**TO BE DONE**
(a) Transcribe the abstract on comparative law in corporate law from "Document Type" up to and including "development of legislation.".
(b) Summarize the abstract on comparative law in corporate law in two sentences.

**EXTRACTED TEXT**
Document Type
Article
Publication Date
2014
Abstract
This Essay discusses how comparative law played and plays a role in the statutory development of corporate laws. The influence of laws of other systems on the development of statutory law is common, explicit, and represents a tradition that accompanied legal reforms since the very beginning of the development of legislation.
Focusing on modern corporate law, I argue (but the argument could be extended to many other legal fields) that it is necessary to distinguish two basic ways in which comparative law influences legal reforms in one particular jurisdiction. The first one is through regulatory competition among different systems. In order to make one system more competitive and attractive, or to remove disadvantages affecting the economic development of one system, legislatures can respond to foreign threats by changing their laws either borrowing rules and institutions from other systems (legal transplants), or by adopting rules designed to protect their interests vis-à-vis the effects of foreign law.

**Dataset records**
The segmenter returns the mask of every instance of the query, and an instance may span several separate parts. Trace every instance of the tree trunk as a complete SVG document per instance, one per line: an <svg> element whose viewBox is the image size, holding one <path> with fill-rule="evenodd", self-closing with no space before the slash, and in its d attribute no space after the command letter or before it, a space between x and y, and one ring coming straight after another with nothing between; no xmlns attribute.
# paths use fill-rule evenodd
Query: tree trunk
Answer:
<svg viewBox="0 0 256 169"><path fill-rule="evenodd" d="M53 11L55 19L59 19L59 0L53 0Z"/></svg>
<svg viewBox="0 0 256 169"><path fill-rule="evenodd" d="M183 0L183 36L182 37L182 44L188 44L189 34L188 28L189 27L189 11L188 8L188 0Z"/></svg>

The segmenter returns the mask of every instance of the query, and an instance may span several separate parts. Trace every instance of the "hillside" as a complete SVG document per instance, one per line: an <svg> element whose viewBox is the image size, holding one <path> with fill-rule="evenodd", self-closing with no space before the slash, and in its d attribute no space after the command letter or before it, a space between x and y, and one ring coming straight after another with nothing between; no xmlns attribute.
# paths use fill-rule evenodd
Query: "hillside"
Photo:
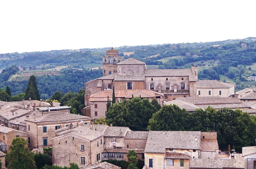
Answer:
<svg viewBox="0 0 256 169"><path fill-rule="evenodd" d="M248 81L247 77L256 74L256 38L248 37L204 43L124 46L115 49L124 59L132 57L145 62L148 69L188 68L193 64L199 68L199 79L236 83L239 90L255 86L255 82ZM77 92L84 88L84 82L102 76L102 56L110 48L0 54L0 71L3 71L0 88L10 85L13 95L19 94L24 91L29 76L34 75L42 96L51 96L56 90ZM26 70L21 73L18 66Z"/></svg>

**ANSWERS**
(a)
Document Type
Article
Publication Date
2014
Abstract
This Essay discusses how comparative law played and plays a role in the statutory development of corporate laws. The influence of laws of other systems on the development of statutory law is common, explicit, and represents a tradition that accompanied legal reforms since the very beginning of the development of legislation.

(b) The essay examines how comparative law has shaped, and still shapes, the statutory development of corporate laws, noting that drawing on other systems' laws is a common, explicit tradition dating back to the beginnings of legislation. Focusing on modern corporate law, it separates two ways comparative law drives reform, the first being regulatory competition, in which legislatures answer foreign threats either by borrowing rules and institutions from other systems or by adopting rules that protect their interests against the effects of foreign law.